[Data extracted from a collection]
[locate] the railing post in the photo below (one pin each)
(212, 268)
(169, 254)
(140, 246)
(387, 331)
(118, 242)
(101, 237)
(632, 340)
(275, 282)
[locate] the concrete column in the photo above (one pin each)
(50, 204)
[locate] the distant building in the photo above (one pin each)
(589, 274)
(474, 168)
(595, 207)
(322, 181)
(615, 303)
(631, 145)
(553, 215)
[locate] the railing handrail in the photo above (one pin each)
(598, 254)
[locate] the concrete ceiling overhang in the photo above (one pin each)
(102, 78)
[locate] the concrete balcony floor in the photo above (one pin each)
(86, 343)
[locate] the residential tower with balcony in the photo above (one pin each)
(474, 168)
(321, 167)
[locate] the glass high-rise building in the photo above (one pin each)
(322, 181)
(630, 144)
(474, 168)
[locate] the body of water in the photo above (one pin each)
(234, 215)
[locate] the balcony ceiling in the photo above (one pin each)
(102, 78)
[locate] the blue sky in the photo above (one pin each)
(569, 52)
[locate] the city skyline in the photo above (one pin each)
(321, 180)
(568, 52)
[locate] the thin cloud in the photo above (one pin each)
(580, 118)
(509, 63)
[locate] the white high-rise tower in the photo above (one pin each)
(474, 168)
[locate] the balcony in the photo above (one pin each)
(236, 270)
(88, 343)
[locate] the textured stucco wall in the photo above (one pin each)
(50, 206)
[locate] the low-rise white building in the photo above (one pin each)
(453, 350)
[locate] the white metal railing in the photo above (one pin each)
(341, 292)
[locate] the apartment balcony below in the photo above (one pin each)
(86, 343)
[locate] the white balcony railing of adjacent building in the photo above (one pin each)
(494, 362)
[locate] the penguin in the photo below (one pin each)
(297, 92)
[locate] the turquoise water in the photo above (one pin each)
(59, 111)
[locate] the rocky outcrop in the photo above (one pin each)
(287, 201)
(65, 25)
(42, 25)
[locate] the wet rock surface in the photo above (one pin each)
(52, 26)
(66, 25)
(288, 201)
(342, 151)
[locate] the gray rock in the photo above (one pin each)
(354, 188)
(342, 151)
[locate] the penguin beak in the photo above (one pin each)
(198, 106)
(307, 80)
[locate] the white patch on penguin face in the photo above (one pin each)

Task to carry out: All entries should be restated word for word.

Solution to this task:
[locate] the railing post in the photo below (one pin each)
(212, 268)
(169, 254)
(140, 246)
(387, 331)
(118, 242)
(101, 237)
(632, 340)
(275, 282)
[locate] the concrete column in the photo above (one pin each)
(50, 204)
[locate] the distant building in the photo above (one pin each)
(589, 274)
(474, 168)
(595, 207)
(322, 181)
(615, 303)
(631, 145)
(553, 215)
[locate] the railing handrail in the photo above (one pin each)
(598, 254)
[locate] the concrete ceiling overhang in the photo above (one pin each)
(102, 78)
[locate] the concrete balcony floor in the photo above (one pin each)
(86, 343)
[locate] the residential tower with balcony in the photo above (one pin each)
(474, 168)
(321, 167)
[locate] the glass high-rise building in the photo above (one pin each)
(322, 181)
(630, 144)
(474, 168)
[locate] the body of water in the photo above (one pin each)
(234, 215)
[locate] the balcony ceiling in the photo above (one pin each)
(102, 78)
[locate] the blue sky in the photo above (one pin each)
(569, 52)
[locate] the city skyline in the photo above (one pin each)
(321, 180)
(568, 52)
[locate] the thin cloud in the photo above (one pin each)
(580, 118)
(509, 63)
[locate] the white high-rise tower in the photo above (one pin each)
(474, 168)
[locate] the balcony in the photo above (one pin each)
(236, 270)
(88, 343)
[locate] the textured stucco wall in the photo above (one pin each)
(50, 206)
[locate] the low-rise white building in the photo above (one pin each)
(453, 350)
[locate] the white metal railing in the photo above (one pin each)
(341, 292)
[locate] the apartment balcony below in the photo above (one pin each)
(86, 343)
[locate] the white balcony railing of adjacent building in the photo above (one pin each)
(494, 362)
[locate] the penguin in the photo below (one pin each)
(297, 92)
[locate] the turquoise water in the photo above (one pin each)
(59, 111)
[locate] the rocky outcrop in the photo above (one pin each)
(287, 201)
(65, 25)
(42, 25)
[locate] the wet rock surface in the photo above (one pin each)
(52, 26)
(66, 25)
(288, 201)
(342, 151)
[locate] the gray rock in the photo above (one pin each)
(354, 188)
(342, 151)
[locate] the penguin beak in the photo above (one pin each)
(198, 106)
(307, 80)
[locate] the white patch on penguin face in the photo above (one pin each)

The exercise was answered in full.